● **Work required**: Gather every line of the collection entries below that contains the word "leaf", treating uppercase and lowercase as different.

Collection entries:
——————————
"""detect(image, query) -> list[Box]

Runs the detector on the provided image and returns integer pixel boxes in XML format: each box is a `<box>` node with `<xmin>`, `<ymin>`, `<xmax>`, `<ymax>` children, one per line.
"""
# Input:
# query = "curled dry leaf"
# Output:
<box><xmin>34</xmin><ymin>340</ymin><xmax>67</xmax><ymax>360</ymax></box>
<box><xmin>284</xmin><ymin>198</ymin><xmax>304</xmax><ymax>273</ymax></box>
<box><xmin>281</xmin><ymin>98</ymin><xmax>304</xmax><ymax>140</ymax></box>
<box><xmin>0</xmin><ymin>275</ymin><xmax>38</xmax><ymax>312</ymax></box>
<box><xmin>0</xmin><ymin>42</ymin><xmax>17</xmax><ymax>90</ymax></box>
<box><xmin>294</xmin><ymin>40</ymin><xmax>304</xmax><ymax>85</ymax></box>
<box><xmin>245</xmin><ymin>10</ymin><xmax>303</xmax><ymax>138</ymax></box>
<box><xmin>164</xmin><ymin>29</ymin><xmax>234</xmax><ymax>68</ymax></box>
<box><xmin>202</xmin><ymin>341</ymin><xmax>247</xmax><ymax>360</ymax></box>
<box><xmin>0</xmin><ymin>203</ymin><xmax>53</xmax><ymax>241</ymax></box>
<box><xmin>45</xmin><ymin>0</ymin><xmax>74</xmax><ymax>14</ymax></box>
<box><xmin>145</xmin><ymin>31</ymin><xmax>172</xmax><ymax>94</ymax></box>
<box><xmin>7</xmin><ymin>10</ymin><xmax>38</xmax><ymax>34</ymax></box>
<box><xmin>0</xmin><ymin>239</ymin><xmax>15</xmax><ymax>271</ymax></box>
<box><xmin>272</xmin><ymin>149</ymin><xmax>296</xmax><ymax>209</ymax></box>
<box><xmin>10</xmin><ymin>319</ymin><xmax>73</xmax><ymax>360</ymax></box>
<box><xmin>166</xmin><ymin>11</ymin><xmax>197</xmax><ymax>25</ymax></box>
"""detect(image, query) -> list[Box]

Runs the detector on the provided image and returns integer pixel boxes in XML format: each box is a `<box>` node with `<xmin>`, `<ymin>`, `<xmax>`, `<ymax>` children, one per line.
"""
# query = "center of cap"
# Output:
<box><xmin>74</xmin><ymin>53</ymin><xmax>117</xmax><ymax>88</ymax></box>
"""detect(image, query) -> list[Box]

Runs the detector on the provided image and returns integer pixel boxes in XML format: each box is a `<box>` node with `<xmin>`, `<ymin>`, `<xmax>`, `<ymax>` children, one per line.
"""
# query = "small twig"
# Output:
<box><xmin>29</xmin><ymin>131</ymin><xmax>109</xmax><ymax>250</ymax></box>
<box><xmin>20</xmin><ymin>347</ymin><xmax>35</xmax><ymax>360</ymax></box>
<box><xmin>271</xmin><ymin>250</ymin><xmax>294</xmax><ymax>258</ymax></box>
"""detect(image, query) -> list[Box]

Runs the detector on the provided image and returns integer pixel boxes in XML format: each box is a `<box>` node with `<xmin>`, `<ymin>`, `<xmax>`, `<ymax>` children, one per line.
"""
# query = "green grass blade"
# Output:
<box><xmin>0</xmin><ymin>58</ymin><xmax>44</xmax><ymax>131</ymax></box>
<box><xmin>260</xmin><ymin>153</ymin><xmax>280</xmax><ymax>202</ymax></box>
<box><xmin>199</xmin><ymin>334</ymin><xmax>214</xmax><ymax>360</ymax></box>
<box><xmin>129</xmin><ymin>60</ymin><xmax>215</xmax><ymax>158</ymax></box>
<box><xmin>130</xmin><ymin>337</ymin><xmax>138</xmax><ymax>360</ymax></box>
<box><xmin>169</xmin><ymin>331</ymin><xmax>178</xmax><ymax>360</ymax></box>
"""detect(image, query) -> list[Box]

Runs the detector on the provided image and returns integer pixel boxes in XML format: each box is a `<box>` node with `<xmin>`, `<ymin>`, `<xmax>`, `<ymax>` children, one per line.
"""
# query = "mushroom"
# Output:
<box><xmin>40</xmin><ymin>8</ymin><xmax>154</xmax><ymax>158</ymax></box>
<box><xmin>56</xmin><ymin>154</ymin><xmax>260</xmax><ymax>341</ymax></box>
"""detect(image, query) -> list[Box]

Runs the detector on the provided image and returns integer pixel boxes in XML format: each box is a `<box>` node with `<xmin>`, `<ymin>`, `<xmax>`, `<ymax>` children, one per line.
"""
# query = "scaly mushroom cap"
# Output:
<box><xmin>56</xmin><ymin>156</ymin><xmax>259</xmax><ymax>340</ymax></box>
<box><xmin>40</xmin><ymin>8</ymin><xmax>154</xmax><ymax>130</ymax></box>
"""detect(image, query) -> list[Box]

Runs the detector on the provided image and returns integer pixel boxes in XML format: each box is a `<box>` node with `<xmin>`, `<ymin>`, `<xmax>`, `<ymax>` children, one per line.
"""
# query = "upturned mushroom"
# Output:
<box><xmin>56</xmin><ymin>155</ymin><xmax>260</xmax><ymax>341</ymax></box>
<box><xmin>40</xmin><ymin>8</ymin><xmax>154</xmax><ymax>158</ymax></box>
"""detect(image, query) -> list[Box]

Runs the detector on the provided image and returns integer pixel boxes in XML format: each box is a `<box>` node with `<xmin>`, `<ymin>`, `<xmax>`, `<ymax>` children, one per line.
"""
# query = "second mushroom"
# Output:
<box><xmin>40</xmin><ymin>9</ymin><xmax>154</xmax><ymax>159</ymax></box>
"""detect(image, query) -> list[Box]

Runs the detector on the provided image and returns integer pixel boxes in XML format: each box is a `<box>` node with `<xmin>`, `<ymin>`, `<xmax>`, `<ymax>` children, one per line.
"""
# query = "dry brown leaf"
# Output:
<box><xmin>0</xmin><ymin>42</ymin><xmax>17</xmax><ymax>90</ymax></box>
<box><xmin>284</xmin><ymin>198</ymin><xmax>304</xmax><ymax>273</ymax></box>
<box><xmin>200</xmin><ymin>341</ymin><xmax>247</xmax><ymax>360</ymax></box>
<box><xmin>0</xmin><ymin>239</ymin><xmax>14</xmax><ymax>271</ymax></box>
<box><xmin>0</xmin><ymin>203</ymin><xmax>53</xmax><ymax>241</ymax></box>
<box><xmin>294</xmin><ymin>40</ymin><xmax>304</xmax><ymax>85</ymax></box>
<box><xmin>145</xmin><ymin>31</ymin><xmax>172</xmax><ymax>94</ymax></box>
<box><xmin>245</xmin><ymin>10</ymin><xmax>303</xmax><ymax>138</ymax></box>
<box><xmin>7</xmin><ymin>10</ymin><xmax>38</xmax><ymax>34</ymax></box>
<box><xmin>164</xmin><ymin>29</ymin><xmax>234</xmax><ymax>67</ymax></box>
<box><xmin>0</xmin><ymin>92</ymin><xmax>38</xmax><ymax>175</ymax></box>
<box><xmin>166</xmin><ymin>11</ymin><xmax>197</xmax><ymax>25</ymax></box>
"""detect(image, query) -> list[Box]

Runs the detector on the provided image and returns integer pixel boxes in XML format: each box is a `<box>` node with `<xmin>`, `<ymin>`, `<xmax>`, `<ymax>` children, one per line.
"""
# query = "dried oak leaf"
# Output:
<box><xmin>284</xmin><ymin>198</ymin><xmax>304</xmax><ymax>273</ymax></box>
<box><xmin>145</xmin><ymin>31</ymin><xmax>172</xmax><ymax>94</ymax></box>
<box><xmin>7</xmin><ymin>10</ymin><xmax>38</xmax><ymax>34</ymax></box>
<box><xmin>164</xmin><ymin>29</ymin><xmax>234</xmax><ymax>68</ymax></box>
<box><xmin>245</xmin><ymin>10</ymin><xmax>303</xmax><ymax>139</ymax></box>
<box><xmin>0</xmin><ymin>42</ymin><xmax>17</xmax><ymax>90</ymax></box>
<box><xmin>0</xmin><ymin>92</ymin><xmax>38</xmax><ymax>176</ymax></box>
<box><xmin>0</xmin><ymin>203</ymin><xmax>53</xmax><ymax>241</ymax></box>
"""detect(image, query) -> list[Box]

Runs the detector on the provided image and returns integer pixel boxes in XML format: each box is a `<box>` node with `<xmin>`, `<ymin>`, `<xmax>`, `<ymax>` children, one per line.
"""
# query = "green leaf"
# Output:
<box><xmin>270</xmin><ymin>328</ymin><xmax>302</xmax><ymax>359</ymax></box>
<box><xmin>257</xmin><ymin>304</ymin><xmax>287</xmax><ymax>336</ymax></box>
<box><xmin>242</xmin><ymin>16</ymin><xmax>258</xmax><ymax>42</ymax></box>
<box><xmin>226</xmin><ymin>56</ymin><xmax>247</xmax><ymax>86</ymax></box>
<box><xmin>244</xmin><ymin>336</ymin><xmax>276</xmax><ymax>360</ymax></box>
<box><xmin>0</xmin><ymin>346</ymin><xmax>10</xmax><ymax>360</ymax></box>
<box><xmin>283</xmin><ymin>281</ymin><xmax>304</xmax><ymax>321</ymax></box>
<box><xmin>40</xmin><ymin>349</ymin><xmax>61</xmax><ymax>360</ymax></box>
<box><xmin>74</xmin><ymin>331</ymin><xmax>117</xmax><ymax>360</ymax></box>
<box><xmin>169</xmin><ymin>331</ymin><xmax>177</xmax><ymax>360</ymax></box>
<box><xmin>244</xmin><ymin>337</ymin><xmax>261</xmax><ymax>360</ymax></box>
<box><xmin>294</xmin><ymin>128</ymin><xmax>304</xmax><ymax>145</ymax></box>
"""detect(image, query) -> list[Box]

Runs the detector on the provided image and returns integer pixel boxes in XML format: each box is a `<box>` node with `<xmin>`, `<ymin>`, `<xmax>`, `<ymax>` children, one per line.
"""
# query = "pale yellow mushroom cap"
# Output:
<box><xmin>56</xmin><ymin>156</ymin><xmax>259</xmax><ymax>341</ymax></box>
——————————
● **Solved problem**:
# query = "curled dry leaf"
# query = "dry brown leaf"
# query = "dried oak leaf"
# query = "green leaf"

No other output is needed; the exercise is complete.